Stated task » Reproduce all of the data that follows, character for character.

Items »
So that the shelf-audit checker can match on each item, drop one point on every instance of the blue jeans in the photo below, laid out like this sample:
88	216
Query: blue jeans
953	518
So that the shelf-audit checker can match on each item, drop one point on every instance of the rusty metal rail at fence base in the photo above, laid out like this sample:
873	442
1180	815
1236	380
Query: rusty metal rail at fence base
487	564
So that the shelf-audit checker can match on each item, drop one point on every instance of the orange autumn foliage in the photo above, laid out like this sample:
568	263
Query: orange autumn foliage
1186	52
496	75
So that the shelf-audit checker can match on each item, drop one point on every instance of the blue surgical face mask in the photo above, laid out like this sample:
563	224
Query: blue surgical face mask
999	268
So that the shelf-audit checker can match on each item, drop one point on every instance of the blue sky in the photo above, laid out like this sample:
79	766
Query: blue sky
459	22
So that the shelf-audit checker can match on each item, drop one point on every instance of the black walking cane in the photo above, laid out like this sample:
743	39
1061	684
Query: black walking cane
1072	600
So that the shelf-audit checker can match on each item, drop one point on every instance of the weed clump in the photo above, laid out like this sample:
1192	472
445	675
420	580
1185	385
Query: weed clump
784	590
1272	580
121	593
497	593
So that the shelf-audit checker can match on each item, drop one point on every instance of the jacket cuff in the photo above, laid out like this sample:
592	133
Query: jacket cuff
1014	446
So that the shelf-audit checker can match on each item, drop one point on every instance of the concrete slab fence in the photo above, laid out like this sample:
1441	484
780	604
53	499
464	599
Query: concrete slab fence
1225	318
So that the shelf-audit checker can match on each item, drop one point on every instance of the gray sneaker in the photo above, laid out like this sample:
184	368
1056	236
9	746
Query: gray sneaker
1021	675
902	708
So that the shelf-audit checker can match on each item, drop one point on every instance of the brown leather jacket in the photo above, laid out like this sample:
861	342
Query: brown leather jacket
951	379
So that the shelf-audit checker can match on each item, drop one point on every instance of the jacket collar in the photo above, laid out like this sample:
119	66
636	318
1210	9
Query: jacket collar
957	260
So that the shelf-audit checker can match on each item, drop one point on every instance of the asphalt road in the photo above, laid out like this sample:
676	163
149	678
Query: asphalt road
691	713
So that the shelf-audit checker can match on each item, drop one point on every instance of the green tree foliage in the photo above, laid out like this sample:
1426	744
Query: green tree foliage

Exercise response »
So that the shelf-audit checker can match on each item, drop one point on every instance of the blue jeans in the photo below, laid out like this sample:
88	216
Query: blue jeans
953	518
So that the shelf-audit checker can match on each item, drop one point on every instance of the rusty metal rail at fence base in the photo above, laid out like this sample:
873	442
1180	815
1236	380
Query: rusty metal rail at fence base
487	564
So that the shelf-audit checker can match on each item, drop one point on every instance of the orange autumn foliage in the photo above, laid out like this sample:
568	263
Query: orange autumn foliage
1186	52
496	75
So that the shelf-audit checker can match on each item, drop one point on every instance of the blue surgical face mask in the photo above, laid out like this sample:
563	224
Query: blue surgical face mask
999	268
So that the shelf-audit checker can match on each item, drop one point on every instance of the blue sky in the photo above, laid out like this sample:
79	766
Query: blue sky
459	22
So that the shelf-audit checker can match on each item, drop one point on every instance of the black walking cane in the photo above, laid out like this sample:
743	39
1061	684
Query: black walking cane
1072	600
So that the shelf-audit checker can match on each item, drop one point on every instance of the weed clump in the photo above, laid out like this sample:
1192	472
445	675
420	580
1185	385
Query: weed clump
784	590
1272	580
121	593
497	593
So that the shelf-audit checker can match on each item, drop one point on every instance of the jacket cuff in the photo above, laid out like this sample:
592	133
Query: jacket cuff
1014	446
So that the shelf-audit checker can match on each item, drop one point on every instance of the concrete slab fence in the photo above, laid out like this sample:
1441	484
780	604
53	499
464	599
Query: concrete slab fence
1225	318
So that the shelf-audit checker can match on each item, drop one point on every instance of the gray sneaker in the photo above, laid out like this sample:
184	368
1056	236
9	746
Query: gray sneaker
1021	675
902	708
So that the shelf-audit checker can match on each item, drop one point on every instance of the brown leather jacket in the photo above, laid out like this sample:
861	342
Query: brown leather jacket
951	379
So that the shelf-audit checker can match on each item, drop one point on every instance of the jacket collar in the photo above, laid out like this sample:
119	66
636	318
1210	9
Query: jacket collar
957	260
So that the shelf-audit checker can match on each item, drop one point on every instance of the asphalt road in the photo above, laid out like this sample:
676	163
149	678
Query: asphalt road
691	713
So that the shelf-audit checker can match on each item, drop one point on every instance of the green tree foliage in the photo above, laid out like this sample:
1426	744
Query: green tree foliage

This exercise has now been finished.